Listed entries:

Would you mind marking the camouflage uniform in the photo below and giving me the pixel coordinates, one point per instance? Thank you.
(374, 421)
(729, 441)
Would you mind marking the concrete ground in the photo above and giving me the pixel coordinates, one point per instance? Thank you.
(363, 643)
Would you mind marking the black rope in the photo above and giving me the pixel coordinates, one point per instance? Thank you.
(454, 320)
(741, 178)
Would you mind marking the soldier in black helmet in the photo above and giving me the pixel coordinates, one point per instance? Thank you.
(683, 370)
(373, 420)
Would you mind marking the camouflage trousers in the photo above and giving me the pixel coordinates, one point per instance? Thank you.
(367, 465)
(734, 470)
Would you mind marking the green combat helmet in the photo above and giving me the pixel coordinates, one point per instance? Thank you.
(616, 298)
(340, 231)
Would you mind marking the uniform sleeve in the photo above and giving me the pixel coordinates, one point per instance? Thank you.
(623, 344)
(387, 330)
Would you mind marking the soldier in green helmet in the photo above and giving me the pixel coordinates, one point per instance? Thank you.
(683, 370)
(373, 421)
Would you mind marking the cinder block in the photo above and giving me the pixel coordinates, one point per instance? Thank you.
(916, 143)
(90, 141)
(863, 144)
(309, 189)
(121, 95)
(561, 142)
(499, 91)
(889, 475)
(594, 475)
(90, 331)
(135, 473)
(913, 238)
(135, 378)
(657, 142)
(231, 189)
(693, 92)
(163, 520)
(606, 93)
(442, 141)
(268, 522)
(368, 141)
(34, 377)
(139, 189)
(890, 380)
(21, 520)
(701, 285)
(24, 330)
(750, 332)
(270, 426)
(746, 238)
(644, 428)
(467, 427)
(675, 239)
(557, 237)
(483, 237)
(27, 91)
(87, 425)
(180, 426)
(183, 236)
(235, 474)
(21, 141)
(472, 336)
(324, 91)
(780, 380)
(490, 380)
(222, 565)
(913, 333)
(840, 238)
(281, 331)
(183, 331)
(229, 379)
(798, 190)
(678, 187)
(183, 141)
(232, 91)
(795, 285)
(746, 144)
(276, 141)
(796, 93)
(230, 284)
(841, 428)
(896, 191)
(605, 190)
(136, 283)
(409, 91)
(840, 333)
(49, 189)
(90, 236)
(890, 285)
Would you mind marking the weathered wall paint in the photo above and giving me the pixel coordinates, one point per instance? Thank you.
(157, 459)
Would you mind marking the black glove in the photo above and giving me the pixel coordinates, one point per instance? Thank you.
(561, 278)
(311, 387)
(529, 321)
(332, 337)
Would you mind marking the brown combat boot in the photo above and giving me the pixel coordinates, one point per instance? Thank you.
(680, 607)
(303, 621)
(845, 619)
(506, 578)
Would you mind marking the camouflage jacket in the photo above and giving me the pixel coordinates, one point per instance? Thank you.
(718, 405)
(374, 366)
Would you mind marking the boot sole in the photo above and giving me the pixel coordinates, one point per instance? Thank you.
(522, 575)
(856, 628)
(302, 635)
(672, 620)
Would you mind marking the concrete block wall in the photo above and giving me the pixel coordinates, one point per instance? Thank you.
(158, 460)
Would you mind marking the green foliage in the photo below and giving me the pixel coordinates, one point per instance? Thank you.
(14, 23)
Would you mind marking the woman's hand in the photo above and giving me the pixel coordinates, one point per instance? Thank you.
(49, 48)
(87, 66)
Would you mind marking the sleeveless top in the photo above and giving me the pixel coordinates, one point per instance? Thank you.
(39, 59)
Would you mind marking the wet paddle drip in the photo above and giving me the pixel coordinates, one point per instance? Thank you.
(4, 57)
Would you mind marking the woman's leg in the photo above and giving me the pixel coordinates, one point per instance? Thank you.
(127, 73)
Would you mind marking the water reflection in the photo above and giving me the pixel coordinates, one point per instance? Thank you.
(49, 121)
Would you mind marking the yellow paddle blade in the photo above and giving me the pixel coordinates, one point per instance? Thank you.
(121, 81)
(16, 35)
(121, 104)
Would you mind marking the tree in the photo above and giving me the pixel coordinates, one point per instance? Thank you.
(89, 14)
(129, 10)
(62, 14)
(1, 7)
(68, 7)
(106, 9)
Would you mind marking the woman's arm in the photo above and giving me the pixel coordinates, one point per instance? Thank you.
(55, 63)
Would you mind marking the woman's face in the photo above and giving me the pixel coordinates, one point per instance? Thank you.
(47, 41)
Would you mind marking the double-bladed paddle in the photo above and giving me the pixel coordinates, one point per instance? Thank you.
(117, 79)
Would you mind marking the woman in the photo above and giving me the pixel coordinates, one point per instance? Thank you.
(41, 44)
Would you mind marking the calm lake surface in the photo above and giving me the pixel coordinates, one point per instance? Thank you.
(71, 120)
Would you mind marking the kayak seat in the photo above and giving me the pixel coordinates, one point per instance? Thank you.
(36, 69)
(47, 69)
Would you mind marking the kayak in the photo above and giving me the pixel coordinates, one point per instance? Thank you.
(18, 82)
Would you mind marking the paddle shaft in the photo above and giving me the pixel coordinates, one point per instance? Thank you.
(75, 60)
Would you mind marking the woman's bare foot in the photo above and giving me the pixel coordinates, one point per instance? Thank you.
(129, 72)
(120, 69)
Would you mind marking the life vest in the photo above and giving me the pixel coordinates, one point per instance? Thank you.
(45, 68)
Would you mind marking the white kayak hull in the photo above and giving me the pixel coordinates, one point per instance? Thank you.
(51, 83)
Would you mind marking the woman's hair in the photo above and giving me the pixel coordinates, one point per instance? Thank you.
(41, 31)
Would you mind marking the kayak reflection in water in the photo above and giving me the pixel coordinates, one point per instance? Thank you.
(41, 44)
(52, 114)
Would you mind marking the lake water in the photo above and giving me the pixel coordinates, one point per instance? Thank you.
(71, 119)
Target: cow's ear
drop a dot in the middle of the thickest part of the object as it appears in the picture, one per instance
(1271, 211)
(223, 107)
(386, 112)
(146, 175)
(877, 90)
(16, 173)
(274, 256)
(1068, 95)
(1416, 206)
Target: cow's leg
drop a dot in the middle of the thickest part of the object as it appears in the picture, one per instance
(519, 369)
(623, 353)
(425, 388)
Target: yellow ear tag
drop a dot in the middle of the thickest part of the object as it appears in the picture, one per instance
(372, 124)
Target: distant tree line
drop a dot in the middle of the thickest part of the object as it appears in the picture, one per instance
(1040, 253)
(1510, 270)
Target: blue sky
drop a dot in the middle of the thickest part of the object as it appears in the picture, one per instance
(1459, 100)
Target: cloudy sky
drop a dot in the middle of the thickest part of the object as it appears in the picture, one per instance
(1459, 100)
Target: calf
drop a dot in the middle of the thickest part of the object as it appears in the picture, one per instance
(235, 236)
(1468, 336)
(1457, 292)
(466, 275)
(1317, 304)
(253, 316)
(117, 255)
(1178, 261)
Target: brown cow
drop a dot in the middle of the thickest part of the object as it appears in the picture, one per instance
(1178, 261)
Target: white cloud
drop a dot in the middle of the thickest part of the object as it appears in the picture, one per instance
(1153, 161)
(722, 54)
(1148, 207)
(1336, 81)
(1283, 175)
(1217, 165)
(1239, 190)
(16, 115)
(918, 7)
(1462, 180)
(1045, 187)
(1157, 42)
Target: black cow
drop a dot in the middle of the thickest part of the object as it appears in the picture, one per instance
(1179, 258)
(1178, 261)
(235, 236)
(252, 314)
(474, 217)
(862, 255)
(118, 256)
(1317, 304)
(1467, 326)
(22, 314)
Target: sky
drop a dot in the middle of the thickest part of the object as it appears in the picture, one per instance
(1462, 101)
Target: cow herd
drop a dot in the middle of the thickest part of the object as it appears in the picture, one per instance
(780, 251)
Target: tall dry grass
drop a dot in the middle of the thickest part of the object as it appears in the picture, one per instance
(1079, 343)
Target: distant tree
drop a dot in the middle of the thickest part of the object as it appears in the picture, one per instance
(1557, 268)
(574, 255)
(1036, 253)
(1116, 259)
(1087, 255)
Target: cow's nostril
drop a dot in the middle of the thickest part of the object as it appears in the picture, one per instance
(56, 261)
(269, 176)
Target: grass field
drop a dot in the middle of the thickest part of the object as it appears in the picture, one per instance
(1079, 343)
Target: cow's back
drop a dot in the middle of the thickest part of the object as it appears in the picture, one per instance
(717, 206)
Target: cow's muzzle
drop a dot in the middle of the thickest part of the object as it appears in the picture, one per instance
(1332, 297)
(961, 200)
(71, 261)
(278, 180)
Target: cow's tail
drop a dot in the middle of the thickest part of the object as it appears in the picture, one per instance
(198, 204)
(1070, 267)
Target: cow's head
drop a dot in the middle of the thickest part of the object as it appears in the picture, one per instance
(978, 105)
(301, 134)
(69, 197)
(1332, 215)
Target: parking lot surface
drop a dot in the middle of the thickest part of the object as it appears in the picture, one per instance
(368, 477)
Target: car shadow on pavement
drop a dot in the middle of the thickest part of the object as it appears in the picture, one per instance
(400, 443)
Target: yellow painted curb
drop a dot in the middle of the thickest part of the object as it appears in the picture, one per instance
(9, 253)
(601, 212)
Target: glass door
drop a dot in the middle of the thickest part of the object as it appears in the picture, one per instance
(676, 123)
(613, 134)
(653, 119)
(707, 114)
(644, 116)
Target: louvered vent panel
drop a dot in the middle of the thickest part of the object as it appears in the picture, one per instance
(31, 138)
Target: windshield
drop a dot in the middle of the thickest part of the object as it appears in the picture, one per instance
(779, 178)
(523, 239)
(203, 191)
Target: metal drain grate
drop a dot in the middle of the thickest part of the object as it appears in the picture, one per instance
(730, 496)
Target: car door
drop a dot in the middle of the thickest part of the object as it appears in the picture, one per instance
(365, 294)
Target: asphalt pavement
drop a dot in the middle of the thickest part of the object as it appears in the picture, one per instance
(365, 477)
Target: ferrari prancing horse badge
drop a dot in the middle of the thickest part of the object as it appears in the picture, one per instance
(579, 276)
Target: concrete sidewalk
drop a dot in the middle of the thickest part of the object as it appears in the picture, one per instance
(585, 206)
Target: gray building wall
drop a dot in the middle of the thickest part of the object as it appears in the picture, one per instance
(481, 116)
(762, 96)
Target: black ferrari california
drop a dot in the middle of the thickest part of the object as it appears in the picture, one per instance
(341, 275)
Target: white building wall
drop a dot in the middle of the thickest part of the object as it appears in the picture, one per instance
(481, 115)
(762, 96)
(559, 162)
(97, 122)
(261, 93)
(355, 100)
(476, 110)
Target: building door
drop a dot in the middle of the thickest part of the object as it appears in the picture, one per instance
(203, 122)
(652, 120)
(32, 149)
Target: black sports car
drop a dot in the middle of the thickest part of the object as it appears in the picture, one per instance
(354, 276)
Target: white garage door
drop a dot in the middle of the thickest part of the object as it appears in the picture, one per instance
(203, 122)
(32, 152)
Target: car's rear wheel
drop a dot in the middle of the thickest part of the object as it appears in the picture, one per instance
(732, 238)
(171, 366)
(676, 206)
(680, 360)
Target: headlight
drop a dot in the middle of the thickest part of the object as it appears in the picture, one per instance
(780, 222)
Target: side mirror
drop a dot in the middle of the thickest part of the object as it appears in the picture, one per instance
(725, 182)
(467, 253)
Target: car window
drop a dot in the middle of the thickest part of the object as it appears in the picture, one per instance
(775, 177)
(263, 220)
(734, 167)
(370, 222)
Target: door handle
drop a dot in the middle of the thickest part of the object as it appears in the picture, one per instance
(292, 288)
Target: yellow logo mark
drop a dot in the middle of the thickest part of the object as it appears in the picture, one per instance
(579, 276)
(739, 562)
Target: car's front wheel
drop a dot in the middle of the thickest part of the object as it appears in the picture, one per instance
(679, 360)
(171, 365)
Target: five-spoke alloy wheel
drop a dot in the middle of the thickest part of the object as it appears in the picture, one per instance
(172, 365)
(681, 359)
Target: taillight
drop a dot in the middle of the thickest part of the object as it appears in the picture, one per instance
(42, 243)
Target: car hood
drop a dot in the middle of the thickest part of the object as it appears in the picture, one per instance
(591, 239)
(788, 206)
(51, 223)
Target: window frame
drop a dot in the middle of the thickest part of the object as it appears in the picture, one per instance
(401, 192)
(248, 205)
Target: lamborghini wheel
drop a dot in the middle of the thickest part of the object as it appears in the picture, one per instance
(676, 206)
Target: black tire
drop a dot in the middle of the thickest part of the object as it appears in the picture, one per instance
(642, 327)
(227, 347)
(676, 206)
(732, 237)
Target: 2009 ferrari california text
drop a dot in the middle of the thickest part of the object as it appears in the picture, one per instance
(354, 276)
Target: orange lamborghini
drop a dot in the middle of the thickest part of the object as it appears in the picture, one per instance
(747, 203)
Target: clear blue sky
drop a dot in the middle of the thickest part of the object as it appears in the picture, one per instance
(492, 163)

Task to complete:
Please extract exactly, and only, the lines from the line containing "Target: five-spoke alloy wheel" through the last line of the records.

Complete output:
Target: five-spoke alloy wheel
drop a dot in the middle of the thickest part of the object as it appears in the picture, one per instance
(172, 365)
(681, 359)
Target: taillight
drop a dot in the middle of the thickest part of the object as it appears in the picture, one per instance
(42, 243)
Target: car hood
drop a dot in the middle of the thickest part of the object as it appears in the picture, one per instance
(591, 239)
(788, 206)
(51, 223)
Target: window frame
drop a dot in the middle of the thickest part of the object as it appears in the picture, one per instance
(401, 192)
(248, 205)
Target: lamborghini wheel
drop a dot in the middle of the thickest part of the object as it appears in the picture, one per instance
(676, 206)
Target: black tire
drop a dot in the middle of the thickest part of the object as it appears in the picture, one per instance
(642, 327)
(227, 347)
(676, 206)
(732, 237)
Target: 2009 ferrari california text
drop a dot in the middle of the thickest part of the object as it appears in the picture, one per instance
(354, 276)
Target: orange lamborghini
drop a dot in the middle of the thickest part of the object as it appears in the picture, one per instance
(747, 203)
Target: clear blue sky
drop a dot in the middle of the thickest part of the object as it appears in the picture, one per instance
(492, 163)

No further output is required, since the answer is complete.